§ **The exercise**: Copy every one of the rows below verbatim, leaving out the pictures.

§ **Stored rows**:
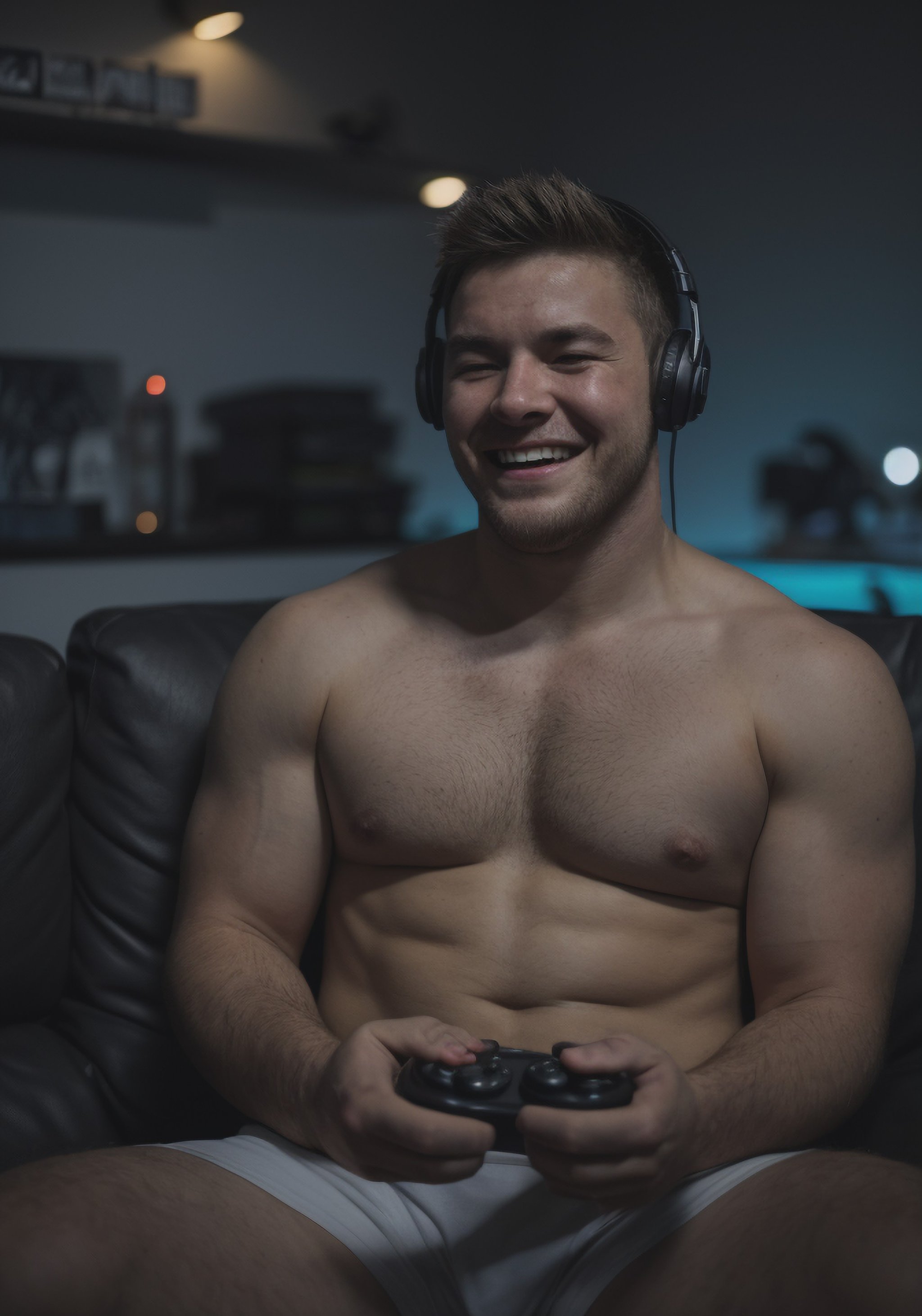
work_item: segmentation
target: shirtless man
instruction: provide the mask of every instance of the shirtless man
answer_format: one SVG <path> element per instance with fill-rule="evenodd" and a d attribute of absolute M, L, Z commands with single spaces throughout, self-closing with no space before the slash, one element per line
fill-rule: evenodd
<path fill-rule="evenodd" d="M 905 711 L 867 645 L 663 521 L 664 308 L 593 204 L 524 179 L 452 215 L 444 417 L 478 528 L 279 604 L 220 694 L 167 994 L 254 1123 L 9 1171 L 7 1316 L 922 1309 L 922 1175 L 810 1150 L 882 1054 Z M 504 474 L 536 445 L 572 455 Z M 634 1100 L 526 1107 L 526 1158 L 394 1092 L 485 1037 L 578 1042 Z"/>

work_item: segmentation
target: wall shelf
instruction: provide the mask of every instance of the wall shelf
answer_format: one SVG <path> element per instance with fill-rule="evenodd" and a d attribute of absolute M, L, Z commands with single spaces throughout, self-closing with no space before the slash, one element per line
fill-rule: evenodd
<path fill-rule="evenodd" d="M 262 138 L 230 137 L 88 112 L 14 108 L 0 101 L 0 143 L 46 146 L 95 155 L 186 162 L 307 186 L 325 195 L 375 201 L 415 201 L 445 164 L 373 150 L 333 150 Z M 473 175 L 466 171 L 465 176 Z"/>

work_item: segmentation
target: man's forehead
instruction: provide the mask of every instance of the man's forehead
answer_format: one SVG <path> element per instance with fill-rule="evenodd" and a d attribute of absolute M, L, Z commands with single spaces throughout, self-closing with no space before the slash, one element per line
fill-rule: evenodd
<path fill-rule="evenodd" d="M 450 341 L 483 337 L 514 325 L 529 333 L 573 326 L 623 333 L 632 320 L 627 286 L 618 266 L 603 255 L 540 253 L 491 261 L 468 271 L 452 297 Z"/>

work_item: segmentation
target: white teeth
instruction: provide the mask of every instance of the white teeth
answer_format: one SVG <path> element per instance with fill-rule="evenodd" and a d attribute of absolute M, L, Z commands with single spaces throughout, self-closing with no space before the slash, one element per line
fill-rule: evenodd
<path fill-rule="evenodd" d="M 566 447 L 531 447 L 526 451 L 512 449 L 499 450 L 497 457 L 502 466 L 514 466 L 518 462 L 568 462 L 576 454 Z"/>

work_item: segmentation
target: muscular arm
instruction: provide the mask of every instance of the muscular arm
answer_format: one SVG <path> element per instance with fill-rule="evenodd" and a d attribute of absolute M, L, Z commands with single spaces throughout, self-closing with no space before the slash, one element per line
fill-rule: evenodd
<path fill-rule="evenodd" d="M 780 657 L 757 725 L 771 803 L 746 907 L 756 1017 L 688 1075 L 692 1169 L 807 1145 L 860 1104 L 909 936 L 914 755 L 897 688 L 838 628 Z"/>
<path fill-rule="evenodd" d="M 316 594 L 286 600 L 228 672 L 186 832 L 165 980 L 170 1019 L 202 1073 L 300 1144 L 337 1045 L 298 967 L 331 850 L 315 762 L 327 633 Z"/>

§ **Worked solution**:
work_item: segmentation
target: shirtless man
instruction: provide the mask of every instance of the shirtless man
answer_format: one SVG <path> element per instance with fill-rule="evenodd" and a d attribute of absolute M, L, Z commands with single spaces throughout, self-closing with no space before the slash, one element per line
fill-rule: evenodd
<path fill-rule="evenodd" d="M 905 711 L 867 645 L 663 521 L 664 308 L 593 204 L 524 179 L 452 215 L 444 417 L 478 528 L 279 604 L 220 694 L 167 994 L 254 1123 L 9 1171 L 7 1316 L 922 1309 L 922 1175 L 810 1150 L 882 1054 Z M 504 474 L 536 445 L 572 455 Z M 634 1100 L 526 1107 L 526 1158 L 394 1092 L 485 1037 L 578 1042 Z"/>

work_item: segmentation
target: wall shelf
instruction: provide the mask of every instance of the wall shelf
answer_format: one SVG <path> element per instance with fill-rule="evenodd" and a d attribute of absolute M, L, Z commands with single spaces throughout, self-closing with no space before the slash, one element per line
fill-rule: evenodd
<path fill-rule="evenodd" d="M 262 138 L 230 137 L 88 112 L 14 108 L 0 101 L 0 143 L 46 146 L 95 155 L 186 162 L 307 186 L 325 195 L 375 201 L 415 201 L 445 164 L 373 150 L 333 150 Z M 473 175 L 466 171 L 465 176 Z"/>

work_item: segmentation
target: man's forehead
instruction: provide the mask of every instance of the man's forehead
answer_format: one SVG <path> element per instance with fill-rule="evenodd" and a d attribute of absolute M, L, Z commands with single spaces throughout, self-closing with no space before the slash, one element per line
fill-rule: evenodd
<path fill-rule="evenodd" d="M 450 341 L 483 337 L 514 325 L 529 333 L 573 326 L 623 333 L 632 320 L 627 286 L 618 266 L 603 255 L 540 253 L 491 261 L 468 271 L 452 297 Z"/>

work_item: segmentation
target: white teeth
instruction: provide the mask of every instance of the white teeth
answer_format: one SVG <path> element per instance with fill-rule="evenodd" and a d attribute of absolute M, L, Z commands with single spaces throughout, self-closing with no space before the slash, one element per line
fill-rule: evenodd
<path fill-rule="evenodd" d="M 566 447 L 531 447 L 526 451 L 512 449 L 499 450 L 497 457 L 502 466 L 514 466 L 518 462 L 568 462 L 576 454 Z"/>

work_item: segmentation
target: muscular arm
instruction: provide the mask of every instance of the muscular arm
answer_format: one SVG <path> element per instance with fill-rule="evenodd" and a d attribute of absolute M, L, Z commands with single spaces throughout, self-closing with no space before the slash, one element per line
fill-rule: evenodd
<path fill-rule="evenodd" d="M 780 657 L 757 725 L 771 803 L 746 907 L 756 1017 L 688 1075 L 692 1169 L 807 1145 L 860 1104 L 909 936 L 914 755 L 897 688 L 838 628 Z"/>
<path fill-rule="evenodd" d="M 316 594 L 286 600 L 228 672 L 186 832 L 165 980 L 170 1019 L 202 1073 L 300 1144 L 337 1045 L 298 967 L 331 850 L 315 762 L 327 633 Z"/>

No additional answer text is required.